─── Страница

Какими деловыми навыками нужно обладать, чтобы быть успешным композитором?
Вам действительно понадобятся навыки общения. В конце концов, вы всегда доходите до определенной точки, когда у вас есть команда, которая помогает вам с разными деловыми вопросами. Я не вникаю в детали контрактов и авторских прав. У меня от них глаза на лоб лезут. Но я должен иметь достаточно сноровки, чтобы дойти до точки, когда я могу вовлечь людей, которые помогут мне с этим. Я рассчитывал бюджет и делал подобные вещи на самой ранней стадии моей карьеры. Я могу сказать, что самые разумные шаги в вашем бизнесе вы сможете сделать только будучи умным с социальной и политической точки зрения. Нужно понимать как следует входить в комнату, чтобы дать каждому почувствовать мою значимость, дать всем почувствовать, что они сделали верное решение, наняв меня, либо, что для них правильным решением будет нанять меня. Эти вещи относятся к политическим и социальным навыкам, но они крайне важны в любом бизнесе. Если вы просто самоуверенно заходите, если вы заставляете людей вокруг чувствовать, что вы заслуживаете эту работу, это, в конечном счете, будет плохим бизнес-решением, потому что вас наймут, неважно, хорошо или плохо ваше творчество.
В какой-то момент я достиг той точки моей карьеры, когда я активно начал над этим задумываться. Думаю, мне повезло, потому что я начал с того, что был художником-идеалистом. Моим наставником был Элмер Бернстайн, и мне посчастливилось быть в тени кого-то столь великого. Я перенял очень многое из того, как он общался с людьми и как вел себя с ними. Но в какой-то момент я осознал следующее: чтобы развить мою карьеру, мне стоит начать задумываться над моими собственными социальными связями, как профессиональными, так и личными, точно так же, как я должен был начать думать о своем развитии. Это была область, в которой я должен был стать немного лучше, чтобы двигать мою карьеру дальше.

──────
─── Исходные данные

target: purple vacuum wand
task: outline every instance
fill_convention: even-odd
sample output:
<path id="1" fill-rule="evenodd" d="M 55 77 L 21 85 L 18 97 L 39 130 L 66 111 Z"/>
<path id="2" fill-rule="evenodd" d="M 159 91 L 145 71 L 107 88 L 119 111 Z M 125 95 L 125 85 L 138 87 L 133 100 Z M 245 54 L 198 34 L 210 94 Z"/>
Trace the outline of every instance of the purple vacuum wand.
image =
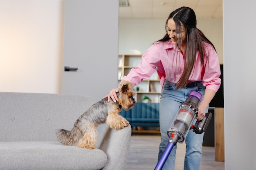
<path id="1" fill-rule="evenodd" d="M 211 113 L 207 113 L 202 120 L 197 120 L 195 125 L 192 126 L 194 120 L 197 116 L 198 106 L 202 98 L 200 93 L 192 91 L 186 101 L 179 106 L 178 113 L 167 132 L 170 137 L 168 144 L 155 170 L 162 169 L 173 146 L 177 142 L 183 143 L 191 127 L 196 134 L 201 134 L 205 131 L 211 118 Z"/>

──────
─── Исходные данные

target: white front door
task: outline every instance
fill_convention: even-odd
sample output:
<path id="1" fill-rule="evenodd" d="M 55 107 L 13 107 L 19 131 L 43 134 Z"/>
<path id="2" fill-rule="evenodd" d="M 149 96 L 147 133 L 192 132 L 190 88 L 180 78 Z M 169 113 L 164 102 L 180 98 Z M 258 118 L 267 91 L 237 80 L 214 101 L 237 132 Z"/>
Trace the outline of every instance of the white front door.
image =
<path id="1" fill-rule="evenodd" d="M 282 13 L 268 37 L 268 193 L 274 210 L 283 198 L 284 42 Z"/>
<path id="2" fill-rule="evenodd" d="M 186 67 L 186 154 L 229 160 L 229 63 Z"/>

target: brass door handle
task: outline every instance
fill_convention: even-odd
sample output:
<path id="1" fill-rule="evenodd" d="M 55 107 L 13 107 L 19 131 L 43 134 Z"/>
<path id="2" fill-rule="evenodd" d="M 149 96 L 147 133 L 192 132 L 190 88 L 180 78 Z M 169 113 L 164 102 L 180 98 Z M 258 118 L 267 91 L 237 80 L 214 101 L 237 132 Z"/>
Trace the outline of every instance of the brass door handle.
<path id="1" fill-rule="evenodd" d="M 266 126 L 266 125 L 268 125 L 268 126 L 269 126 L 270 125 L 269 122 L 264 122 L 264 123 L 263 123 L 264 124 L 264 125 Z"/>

──────
─── Исходные данные

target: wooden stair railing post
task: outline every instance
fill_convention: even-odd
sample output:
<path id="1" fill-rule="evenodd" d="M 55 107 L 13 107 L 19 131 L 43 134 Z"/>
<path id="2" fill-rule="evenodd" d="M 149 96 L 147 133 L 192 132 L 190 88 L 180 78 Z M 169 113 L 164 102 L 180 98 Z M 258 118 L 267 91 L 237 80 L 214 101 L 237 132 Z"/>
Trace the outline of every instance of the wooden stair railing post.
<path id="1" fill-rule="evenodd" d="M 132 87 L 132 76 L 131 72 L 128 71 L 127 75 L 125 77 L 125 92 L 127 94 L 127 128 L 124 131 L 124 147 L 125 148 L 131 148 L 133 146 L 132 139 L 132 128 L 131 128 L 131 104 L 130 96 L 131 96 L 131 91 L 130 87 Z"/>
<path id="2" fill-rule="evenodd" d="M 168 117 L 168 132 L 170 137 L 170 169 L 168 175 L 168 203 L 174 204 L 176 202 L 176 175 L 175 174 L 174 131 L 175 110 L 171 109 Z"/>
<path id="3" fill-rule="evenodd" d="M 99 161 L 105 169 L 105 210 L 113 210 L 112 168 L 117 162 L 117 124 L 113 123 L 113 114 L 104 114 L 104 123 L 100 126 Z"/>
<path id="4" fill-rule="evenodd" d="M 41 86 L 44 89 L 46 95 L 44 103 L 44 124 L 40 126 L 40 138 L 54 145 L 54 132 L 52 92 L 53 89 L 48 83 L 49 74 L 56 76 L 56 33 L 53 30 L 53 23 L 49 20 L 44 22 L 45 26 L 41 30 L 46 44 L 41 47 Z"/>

──────

Задания:
A - Что, согласно странице, нужно дать почувствовать людям, входя в комнату? Перечислите все пункты.
B - Воспроизведите дословно отрезок страницы, начиная с «В какой-то момент я достиг» и заканчивая «мою карьеру дальше.».
Записи взяты из другого источника.

Ответы по заданиям:
A -
- значимость того, кто входит («мою значимость»)
- что они сделали верное решение, наняв его
- что для них правильным решением будет нанять его

B -
В какой-то момент я достиг той точки моей карьеры, когда я активно начал над этим задумываться. Думаю, мне повезло, потому что я начал с того, что был художником-идеалистом. Моим наставником был Элмер Бернстайн, и мне посчастливилось быть в тени кого-то столь великого. Я перенял очень многое из того, как он общался с людьми и как вел себя с ними. Но в какой-то момент я осознал следующее: чтобы развить мою карьеру, мне стоит начать задумываться над моими собственными социальными связями, как профессиональными, так и личными, точно так же, как я должен был начать думать о своем развитии. Это была область, в которой я должен был стать немного лучше, чтобы двигать мою карьеру дальше.